--- Stored rows ---

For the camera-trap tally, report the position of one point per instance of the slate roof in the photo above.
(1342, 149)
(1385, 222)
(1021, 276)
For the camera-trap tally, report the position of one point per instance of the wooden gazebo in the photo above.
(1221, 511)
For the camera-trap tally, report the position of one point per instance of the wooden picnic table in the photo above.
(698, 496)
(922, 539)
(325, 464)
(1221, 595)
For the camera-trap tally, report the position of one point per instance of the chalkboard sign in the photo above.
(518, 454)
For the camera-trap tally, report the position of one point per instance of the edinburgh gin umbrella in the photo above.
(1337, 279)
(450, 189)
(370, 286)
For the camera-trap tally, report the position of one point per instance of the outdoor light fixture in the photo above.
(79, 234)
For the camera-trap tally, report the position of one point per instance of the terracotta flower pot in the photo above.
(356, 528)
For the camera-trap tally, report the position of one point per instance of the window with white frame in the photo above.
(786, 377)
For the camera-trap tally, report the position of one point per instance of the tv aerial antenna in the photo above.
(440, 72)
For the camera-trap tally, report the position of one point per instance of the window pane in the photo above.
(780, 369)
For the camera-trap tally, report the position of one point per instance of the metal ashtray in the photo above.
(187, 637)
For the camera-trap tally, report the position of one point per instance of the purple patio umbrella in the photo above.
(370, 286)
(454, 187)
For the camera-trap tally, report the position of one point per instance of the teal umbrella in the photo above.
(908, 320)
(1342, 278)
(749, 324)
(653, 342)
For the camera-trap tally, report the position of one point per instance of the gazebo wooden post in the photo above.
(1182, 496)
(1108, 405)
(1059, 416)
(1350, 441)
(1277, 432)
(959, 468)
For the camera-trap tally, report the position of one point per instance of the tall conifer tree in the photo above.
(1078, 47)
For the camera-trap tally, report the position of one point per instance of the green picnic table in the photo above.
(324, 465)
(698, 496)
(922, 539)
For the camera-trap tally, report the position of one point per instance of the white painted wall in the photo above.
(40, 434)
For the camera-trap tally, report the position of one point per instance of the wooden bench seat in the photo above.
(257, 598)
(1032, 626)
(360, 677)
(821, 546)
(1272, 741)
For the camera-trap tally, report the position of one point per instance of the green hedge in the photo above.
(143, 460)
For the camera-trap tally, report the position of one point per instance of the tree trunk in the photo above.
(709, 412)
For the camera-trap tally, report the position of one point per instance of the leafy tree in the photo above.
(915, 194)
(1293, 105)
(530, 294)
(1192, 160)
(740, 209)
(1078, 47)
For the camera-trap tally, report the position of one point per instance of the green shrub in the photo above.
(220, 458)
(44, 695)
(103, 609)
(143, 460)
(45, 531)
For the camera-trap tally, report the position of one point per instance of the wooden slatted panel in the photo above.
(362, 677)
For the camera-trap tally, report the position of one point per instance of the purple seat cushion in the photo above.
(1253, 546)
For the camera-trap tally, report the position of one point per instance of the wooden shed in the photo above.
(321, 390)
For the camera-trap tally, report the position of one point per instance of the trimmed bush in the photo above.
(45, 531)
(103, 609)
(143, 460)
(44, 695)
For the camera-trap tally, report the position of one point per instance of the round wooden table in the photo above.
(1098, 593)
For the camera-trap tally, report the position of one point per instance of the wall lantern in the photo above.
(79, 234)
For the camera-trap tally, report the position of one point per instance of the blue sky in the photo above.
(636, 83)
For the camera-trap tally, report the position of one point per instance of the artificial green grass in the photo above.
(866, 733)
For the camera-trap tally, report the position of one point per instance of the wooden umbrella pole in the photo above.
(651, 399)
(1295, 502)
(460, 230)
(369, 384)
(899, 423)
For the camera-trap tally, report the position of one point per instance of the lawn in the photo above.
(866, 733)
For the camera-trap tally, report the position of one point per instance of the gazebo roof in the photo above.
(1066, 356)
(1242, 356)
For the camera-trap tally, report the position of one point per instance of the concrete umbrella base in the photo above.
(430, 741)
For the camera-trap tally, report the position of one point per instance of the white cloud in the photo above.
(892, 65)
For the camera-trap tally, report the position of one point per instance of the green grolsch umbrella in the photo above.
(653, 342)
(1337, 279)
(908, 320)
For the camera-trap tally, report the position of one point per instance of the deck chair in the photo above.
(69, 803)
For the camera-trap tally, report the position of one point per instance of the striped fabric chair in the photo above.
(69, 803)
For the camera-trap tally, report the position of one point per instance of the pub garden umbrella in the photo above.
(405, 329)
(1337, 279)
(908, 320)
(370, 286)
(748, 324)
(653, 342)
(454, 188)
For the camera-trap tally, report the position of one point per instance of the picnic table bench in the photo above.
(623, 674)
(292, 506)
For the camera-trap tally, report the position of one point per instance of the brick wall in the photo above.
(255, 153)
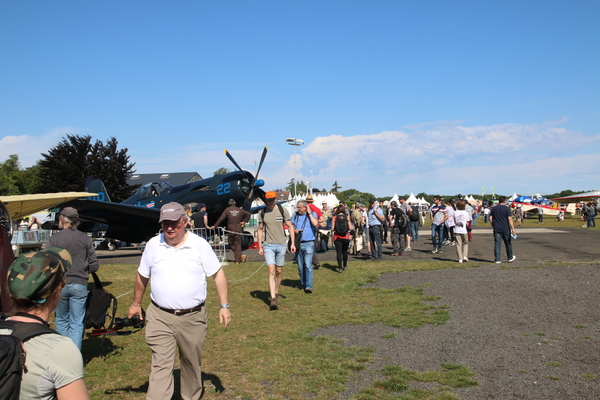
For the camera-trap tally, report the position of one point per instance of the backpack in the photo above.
(401, 220)
(97, 304)
(341, 224)
(356, 217)
(12, 354)
(414, 216)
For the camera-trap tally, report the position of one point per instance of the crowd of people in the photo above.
(177, 315)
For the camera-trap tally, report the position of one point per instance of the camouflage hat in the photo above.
(34, 276)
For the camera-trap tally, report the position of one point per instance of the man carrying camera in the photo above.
(178, 263)
(305, 221)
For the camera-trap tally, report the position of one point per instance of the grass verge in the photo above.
(268, 354)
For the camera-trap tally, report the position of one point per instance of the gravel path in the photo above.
(507, 325)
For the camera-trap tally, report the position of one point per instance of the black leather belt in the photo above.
(179, 312)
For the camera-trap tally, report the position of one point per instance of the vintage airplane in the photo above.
(136, 219)
(577, 198)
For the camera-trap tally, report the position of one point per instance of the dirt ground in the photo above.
(527, 333)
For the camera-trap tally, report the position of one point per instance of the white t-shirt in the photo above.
(461, 217)
(178, 275)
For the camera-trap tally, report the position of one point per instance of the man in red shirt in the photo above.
(316, 209)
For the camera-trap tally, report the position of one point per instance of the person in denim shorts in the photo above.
(271, 222)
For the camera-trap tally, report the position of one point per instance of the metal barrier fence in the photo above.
(215, 237)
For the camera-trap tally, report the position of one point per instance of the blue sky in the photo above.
(389, 96)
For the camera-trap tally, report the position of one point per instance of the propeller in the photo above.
(233, 160)
(255, 190)
(262, 160)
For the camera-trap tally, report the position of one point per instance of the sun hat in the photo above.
(171, 212)
(69, 212)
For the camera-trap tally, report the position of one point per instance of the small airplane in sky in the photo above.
(576, 198)
(136, 219)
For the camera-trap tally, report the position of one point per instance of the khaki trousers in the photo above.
(165, 333)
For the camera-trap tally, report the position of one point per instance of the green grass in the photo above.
(271, 354)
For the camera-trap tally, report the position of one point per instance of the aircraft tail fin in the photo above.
(96, 186)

---

• _Task description_:
Reproduce all of the material above word for word, leaving the pictures out of your answer.

• _The reply_:
For the camera-trap tally, report the position of one point per instance of the slate roof in the photo above.
(1342, 149)
(1385, 222)
(1021, 276)
For the camera-trap tally, report the position of one point per instance of the wooden gazebo in the photo above.
(1221, 511)
For the camera-trap tally, report the position of one point per instance of the wooden picnic table in the photo above.
(698, 496)
(922, 539)
(325, 464)
(1221, 595)
For the camera-trap tally, report the position of one point per instance of the chalkboard sign in the photo above.
(518, 454)
For the camera-trap tally, report the position of one point per instance of the edinburgh gin umbrella in the photo above.
(1337, 279)
(450, 189)
(370, 286)
For the camera-trap tally, report the position of one point per instance of the outdoor light fixture in the photo above.
(79, 234)
For the camera-trap tally, report the position of one point per instance of the terracotta flower pot in the photo above.
(356, 528)
For the camera-trap tally, report the position of one point per instance of the window with white frame in the photo above.
(786, 377)
For the camera-trap tally, report the position of one point per instance of the tv aerial antenna in the photo above.
(440, 72)
For the camera-trap tally, report the position of one point per instance of the window pane in the photo above.
(780, 369)
For the camera-trap tally, report the position of one point per instance of the metal ashtray in the photo above.
(187, 637)
For the camera-trap tally, report the position of one point per instance of the purple patio umbrella in the photo above.
(370, 286)
(454, 187)
For the camera-trap tally, report the position of one point per instance of the teal umbrella in the photo above.
(908, 320)
(1342, 278)
(749, 324)
(653, 342)
For the camera-trap tally, report the position of one point per instance of the gazebo wooden post in the photo above.
(1182, 496)
(1108, 405)
(1059, 416)
(1350, 441)
(1277, 432)
(959, 468)
For the camera-trap tally, report the position of one point per instance of the tall conifer tree in the photo above.
(1078, 47)
For the camera-trap tally, report the position of one point per instance of the green picnic table in the photo above.
(324, 465)
(698, 496)
(922, 539)
For the camera-trap tally, report the position of one point per instance of the white painted wall in the photo above.
(40, 434)
For the camera-trap tally, report the position of one point per instance of the wooden bench seat in the photo above.
(257, 598)
(1032, 626)
(360, 677)
(821, 546)
(1272, 741)
For the camera-trap tally, report the position of one point per instance of the green hedge in the photo above.
(143, 460)
For the camera-trap tally, report the position of one point per instance of the tree trunk in the photo above.
(709, 412)
For the camera-trap tally, report the position of one point per instance of the leafy tree in the photo above.
(915, 194)
(1293, 105)
(530, 294)
(1192, 160)
(740, 209)
(1078, 47)
For the camera-trap tally, report the position of one point per instance of the green shrub in the photo above.
(220, 458)
(44, 695)
(103, 609)
(143, 460)
(45, 531)
For the camera-trap tally, report the position of one point per instance of the wooden slatted panel in the photo above.
(362, 677)
For the camera-trap tally, report the position of one point per instance of the purple seat cushion in the photo above.
(1253, 546)
For the camera-trap tally, report the position of one point per instance of the wooden shed in the photo above.
(321, 390)
For the camera-trap tally, report the position of one point per instance of the trimmed bush in the photo above.
(45, 531)
(103, 609)
(143, 460)
(44, 695)
For the camera-trap tally, report the position of one point per instance of the round wooden table in the photo above.
(1098, 593)
For the camera-trap tally, report the position of one point per instance of the wall lantern in the photo above.
(79, 234)
For the camera-trap tally, report the position of one point per instance of the blue sky in the photo above.
(636, 83)
For the camera-trap tally, report the position of one point per instance of the artificial green grass in the photo above.
(866, 733)
For the camera-trap tally, report the position of one point per instance of the wooden umbrella pole in the photo above.
(651, 399)
(1295, 502)
(460, 230)
(369, 384)
(899, 423)
For the camera-trap tally, report the position of one point per instance of the lawn in the photo above.
(866, 733)
For the camera-trap tally, report the position of one point per instance of the gazebo roof in the photo above.
(1066, 356)
(1242, 356)
For the camera-trap tally, report the position of one point per instance of the concrete umbrella base in the photo above.
(430, 741)
For the camera-trap tally, report the position of one point per instance of the white cloud in the photo above.
(892, 65)
For the camera-trap tally, report the position of one point per instance of the green grolsch umbrella in the photo above.
(653, 342)
(1337, 279)
(908, 320)
For the camera-trap tally, report the position of one point per instance of the deck chair in the photo above.
(69, 803)
For the camera-trap tally, report the position of one point per instance of the striped fabric chair in the photo above.
(69, 803)
For the camera-trap tally, report the position of one point per instance of the pub garden umbrella in the photo above.
(405, 329)
(1337, 279)
(908, 320)
(370, 286)
(748, 324)
(653, 342)
(454, 188)
For the camera-trap tally, report the position of one point per instance of the picnic table bench in the photo above.
(623, 674)
(292, 506)
For the camera-trap tally, report the position of one point per instance of the brick wall in the photo above.
(255, 153)
For the camera-trap tally, report the position of one point per instance of the backpack in the photo above.
(401, 220)
(97, 304)
(341, 224)
(356, 217)
(12, 354)
(414, 216)
For the camera-trap tally, report the position of one point per instance of the crowd of people in the photo above.
(177, 315)
For the camera-trap tally, report the position of one point per instance of the camouflage hat in the photo above.
(34, 276)
For the camera-trap tally, report the position of one point per instance of the man carrying camera in the photo above.
(178, 263)
(305, 221)
For the camera-trap tally, report the position of one point per instance of the grass verge in the photo above.
(268, 354)
For the camera-trap tally, report the position of one point per instance of the gravel path in the photo above.
(507, 325)
For the camera-trap tally, report the position of one point per instance of the black leather belt in the photo above.
(179, 312)
For the camera-trap tally, report the position of one point per instance of the vintage airplane in the photo above.
(136, 219)
(577, 198)
For the camera-trap tally, report the position of one point per instance of the dirt ground in the photo above.
(527, 333)
For the camera-trap tally, report the position of one point per instance of the white t-shirt in the photo above.
(461, 217)
(178, 275)
For the camera-trap tally, report the position of one point per instance of the man in red shirt in the photo above.
(316, 209)
For the camera-trap tally, report the position of one point per instance of the person in denim shorts in the photo above.
(271, 222)
For the camera-trap tally, report the position of one point per instance of the metal barrier fence in the photo above.
(215, 237)
For the camera-trap tally, report the position of one point per instance of the blue sky in the photo above.
(389, 96)
For the camera-trap tally, report the position of one point per instance of the propeller in the photo above.
(233, 160)
(255, 190)
(262, 160)
For the camera-trap tally, report the position of one point per instance of the sun hat in the photo above.
(171, 212)
(69, 212)
For the camera-trap tally, report the position of one point per instance of the small airplane in sky in the photo above.
(576, 198)
(136, 219)
For the camera-trap tally, report the position of one point per instance of the khaki trousers in the photo above.
(165, 333)
For the camera-trap tally, report the position of one point per instance of the green grass in the photo above.
(271, 354)
For the camera-trap tally, report the position of one point per instance of the aircraft tail fin in the photo above.
(96, 186)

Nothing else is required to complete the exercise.